• **What to do**:
Find every line in the listing below that contains the string "background", and copy each of those lines in full.
begin Excerpted data
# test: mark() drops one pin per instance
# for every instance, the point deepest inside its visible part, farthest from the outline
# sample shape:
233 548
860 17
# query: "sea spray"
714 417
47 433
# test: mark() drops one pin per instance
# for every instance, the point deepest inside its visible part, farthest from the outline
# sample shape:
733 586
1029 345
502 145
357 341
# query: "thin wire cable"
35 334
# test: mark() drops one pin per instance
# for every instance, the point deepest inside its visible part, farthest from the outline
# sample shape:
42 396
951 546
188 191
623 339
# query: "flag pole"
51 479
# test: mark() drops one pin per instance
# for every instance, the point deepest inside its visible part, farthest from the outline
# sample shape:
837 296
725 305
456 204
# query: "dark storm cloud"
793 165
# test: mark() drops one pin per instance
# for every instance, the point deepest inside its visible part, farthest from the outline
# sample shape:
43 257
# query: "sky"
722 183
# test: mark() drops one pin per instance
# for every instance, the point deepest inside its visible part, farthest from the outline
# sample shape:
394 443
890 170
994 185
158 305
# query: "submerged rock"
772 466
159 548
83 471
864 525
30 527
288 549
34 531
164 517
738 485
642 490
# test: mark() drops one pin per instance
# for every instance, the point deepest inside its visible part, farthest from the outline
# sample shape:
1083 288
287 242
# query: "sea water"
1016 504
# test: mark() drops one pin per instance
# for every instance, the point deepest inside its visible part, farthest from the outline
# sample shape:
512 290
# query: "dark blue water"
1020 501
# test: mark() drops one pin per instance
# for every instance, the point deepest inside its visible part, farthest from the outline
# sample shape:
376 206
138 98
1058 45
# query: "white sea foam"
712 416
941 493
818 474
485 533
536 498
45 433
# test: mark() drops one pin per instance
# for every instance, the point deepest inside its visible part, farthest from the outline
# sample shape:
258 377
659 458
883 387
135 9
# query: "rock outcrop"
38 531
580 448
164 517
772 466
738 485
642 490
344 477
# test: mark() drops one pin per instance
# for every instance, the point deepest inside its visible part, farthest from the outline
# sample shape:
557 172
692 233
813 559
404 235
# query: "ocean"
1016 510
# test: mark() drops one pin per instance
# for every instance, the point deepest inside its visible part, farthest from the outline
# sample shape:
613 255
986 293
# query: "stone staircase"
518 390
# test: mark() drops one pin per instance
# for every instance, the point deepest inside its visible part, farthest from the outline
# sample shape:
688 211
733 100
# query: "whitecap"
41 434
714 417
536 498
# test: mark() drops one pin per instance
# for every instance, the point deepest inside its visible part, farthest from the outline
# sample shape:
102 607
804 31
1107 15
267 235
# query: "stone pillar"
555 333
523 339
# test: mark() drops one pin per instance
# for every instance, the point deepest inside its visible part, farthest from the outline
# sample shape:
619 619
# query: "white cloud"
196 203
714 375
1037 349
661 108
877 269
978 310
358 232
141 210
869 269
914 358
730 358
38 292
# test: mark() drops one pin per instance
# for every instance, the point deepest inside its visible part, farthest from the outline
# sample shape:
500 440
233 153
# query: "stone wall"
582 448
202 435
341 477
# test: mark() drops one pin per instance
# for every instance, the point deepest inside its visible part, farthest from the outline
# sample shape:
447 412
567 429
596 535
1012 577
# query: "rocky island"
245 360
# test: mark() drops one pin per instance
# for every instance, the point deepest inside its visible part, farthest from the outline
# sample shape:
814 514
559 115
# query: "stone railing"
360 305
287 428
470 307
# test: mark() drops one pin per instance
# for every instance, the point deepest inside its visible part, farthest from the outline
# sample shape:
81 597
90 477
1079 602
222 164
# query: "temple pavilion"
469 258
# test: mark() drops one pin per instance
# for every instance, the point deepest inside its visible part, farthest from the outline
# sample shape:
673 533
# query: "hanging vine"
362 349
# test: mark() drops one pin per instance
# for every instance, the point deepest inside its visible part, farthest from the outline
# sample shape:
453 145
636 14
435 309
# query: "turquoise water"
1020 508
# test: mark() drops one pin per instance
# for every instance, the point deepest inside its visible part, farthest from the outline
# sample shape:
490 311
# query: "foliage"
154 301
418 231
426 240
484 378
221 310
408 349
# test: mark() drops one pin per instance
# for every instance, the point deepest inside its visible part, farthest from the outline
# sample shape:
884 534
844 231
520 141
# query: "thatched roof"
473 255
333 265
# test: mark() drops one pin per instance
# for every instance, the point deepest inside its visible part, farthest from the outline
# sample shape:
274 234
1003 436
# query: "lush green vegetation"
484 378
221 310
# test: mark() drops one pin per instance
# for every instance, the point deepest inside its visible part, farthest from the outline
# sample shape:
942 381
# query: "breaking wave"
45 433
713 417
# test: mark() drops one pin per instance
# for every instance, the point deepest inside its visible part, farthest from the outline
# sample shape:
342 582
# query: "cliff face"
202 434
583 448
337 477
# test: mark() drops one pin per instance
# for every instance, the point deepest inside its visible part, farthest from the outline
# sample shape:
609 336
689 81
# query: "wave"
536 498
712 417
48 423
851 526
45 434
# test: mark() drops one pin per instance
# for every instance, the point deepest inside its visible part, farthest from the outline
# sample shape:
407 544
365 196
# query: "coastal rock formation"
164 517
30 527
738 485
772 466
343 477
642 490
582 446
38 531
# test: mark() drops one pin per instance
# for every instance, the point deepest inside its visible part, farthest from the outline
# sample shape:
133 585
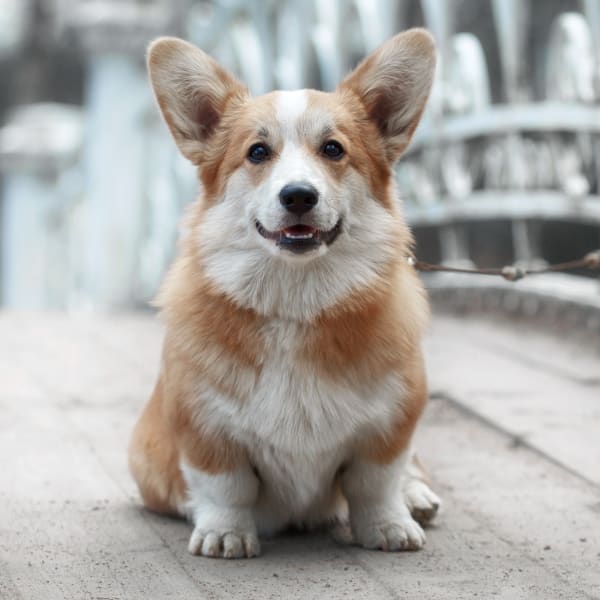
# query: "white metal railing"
95 223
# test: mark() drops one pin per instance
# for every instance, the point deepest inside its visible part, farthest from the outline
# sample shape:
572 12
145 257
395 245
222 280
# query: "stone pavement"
512 437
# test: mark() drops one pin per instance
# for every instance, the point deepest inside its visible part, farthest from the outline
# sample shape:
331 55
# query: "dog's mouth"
300 238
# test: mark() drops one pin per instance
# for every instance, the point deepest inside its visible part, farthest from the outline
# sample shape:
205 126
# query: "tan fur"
373 332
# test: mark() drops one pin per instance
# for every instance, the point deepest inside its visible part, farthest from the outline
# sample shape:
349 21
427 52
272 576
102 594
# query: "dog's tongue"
299 230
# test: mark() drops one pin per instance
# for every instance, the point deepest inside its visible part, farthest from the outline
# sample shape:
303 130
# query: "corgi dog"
291 378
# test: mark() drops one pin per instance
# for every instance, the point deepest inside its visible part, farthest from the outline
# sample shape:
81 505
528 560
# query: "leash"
512 272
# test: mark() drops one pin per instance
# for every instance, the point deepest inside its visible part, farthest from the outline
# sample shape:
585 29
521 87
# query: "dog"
291 378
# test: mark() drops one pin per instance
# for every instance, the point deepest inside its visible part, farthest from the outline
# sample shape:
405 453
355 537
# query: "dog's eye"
332 149
258 153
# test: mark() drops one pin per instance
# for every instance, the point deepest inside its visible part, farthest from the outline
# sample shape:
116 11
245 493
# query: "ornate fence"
92 194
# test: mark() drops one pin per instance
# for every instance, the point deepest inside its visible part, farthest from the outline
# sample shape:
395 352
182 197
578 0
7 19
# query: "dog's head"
295 182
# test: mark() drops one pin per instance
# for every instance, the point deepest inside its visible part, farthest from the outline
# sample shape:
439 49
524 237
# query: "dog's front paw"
391 534
224 544
421 501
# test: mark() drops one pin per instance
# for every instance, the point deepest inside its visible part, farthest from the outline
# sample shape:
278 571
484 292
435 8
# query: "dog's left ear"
393 83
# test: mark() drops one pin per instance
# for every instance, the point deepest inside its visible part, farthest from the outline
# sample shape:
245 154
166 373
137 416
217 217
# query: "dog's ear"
393 84
192 91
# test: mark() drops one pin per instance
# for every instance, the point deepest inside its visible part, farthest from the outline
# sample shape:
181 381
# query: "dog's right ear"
192 91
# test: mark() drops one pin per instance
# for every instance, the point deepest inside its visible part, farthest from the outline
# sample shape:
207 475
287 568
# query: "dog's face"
300 178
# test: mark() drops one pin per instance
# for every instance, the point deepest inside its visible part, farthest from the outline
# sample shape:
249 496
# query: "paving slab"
519 520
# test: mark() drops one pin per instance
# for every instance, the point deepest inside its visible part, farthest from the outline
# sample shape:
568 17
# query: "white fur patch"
299 428
290 107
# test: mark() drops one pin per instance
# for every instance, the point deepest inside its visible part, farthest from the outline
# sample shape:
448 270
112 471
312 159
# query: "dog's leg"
379 515
222 506
422 502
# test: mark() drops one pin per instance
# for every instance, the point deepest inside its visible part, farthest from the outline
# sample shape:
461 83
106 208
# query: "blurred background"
504 168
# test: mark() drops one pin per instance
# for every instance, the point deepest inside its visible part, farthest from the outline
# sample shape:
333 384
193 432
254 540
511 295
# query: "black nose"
298 197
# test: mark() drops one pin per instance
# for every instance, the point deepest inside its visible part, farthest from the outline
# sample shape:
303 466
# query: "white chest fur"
298 426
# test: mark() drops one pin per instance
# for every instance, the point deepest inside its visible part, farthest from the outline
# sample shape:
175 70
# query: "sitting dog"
292 378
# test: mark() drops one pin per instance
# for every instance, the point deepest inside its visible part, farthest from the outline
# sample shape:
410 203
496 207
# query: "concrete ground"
512 437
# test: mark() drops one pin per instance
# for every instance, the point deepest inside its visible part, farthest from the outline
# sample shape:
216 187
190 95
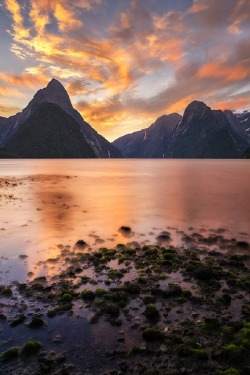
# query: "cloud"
239 16
136 63
197 8
224 71
8 110
23 80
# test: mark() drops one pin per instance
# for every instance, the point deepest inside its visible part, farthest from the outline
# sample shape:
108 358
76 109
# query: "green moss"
36 322
151 371
18 321
88 295
31 348
66 297
119 297
200 354
152 313
10 355
229 371
152 334
233 353
184 350
115 274
100 292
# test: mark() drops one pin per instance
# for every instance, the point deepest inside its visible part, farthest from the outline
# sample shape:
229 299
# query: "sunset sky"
126 62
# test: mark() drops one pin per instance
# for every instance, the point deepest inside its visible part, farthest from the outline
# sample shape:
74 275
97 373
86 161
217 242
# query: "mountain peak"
55 84
196 109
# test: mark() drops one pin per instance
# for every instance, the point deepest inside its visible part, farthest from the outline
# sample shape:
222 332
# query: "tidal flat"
151 309
105 274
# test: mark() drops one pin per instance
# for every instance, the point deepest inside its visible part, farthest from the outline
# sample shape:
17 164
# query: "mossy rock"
66 297
115 274
229 371
173 290
99 292
233 353
36 322
151 371
153 334
152 313
18 320
111 309
10 355
88 295
200 354
31 348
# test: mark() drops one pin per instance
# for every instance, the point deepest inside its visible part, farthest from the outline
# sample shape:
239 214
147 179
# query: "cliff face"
153 142
201 135
48 133
56 94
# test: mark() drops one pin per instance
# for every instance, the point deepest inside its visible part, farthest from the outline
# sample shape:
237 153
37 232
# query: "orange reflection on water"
66 200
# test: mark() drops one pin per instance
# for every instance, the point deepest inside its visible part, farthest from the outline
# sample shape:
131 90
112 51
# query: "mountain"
200 133
244 120
153 142
203 133
48 133
246 154
56 94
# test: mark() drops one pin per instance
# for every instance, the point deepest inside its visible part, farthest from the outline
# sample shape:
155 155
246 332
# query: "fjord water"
57 202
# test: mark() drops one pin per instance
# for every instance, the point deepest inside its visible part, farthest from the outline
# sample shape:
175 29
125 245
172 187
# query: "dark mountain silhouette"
48 133
246 154
55 93
203 133
153 142
200 133
244 119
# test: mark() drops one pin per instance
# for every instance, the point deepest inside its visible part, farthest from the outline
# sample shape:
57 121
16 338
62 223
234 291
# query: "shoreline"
139 309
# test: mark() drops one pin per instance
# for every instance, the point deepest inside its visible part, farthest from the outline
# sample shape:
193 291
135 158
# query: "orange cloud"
238 103
197 8
23 80
239 15
215 69
10 92
8 110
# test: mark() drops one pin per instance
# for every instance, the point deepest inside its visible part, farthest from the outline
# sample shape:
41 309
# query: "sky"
124 63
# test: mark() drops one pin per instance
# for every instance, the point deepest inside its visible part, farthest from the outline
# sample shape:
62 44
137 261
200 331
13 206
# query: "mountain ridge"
55 93
200 133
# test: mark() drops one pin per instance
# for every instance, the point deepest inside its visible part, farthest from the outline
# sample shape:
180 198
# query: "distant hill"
11 129
200 133
48 133
153 142
246 154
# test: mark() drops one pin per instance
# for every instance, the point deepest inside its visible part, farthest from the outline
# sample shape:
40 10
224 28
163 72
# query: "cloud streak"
124 68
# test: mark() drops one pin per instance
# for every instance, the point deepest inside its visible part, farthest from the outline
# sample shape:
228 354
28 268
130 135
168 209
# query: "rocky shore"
133 309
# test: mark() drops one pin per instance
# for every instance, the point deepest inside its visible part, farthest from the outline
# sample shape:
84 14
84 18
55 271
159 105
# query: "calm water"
60 201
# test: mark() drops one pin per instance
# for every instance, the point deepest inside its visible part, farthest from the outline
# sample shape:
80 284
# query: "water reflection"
67 200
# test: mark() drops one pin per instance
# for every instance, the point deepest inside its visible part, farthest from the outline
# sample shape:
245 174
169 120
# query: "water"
61 201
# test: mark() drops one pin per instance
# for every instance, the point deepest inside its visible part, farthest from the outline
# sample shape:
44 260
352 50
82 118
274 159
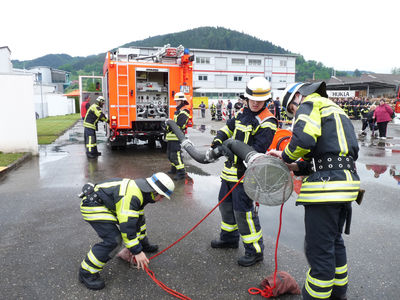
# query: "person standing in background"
383 115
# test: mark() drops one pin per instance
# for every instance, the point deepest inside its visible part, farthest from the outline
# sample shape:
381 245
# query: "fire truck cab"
139 89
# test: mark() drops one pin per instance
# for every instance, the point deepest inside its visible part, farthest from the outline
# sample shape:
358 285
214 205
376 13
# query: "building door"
220 81
220 63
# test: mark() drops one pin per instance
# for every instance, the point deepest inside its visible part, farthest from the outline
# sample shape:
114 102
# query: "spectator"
229 108
383 114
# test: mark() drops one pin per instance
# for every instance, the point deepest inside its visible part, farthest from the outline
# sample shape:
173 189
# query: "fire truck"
139 89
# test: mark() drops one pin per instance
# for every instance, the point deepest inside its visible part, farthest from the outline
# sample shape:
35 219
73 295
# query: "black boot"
end Excerpted data
• **Task answer**:
# query: "blurred background"
# query: "person standing in background"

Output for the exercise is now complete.